_Work instructions_. If a line in the data has the string "instance", please show it.

Content starts

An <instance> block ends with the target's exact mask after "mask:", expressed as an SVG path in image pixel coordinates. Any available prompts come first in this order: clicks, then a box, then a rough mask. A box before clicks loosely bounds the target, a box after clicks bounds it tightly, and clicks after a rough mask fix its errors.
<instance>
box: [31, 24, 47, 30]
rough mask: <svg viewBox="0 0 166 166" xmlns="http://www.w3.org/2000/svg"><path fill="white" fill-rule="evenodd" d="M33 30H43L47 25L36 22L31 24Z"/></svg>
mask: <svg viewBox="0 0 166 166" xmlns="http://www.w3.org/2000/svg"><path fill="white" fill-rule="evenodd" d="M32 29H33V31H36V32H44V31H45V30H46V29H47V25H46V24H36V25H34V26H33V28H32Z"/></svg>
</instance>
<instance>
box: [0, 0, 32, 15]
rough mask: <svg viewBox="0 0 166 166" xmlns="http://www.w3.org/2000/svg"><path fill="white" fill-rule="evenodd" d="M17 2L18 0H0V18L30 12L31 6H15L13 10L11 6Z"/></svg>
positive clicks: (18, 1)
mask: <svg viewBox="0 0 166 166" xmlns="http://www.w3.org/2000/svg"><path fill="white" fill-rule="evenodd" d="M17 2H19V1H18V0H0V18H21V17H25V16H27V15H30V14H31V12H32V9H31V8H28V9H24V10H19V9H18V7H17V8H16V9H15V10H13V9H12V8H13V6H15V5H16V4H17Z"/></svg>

Content ends

_Exercise solution_.
An <instance> block ends with the target's exact mask after "mask:", expressed as an SVG path in image pixel coordinates. Any available prompts come first in this order: clicks, then a box, then a rough mask. A box before clicks loosely bounds the target, a box after clicks bounds it tightly, and clicks after a rough mask fix its errors.
<instance>
</instance>
<instance>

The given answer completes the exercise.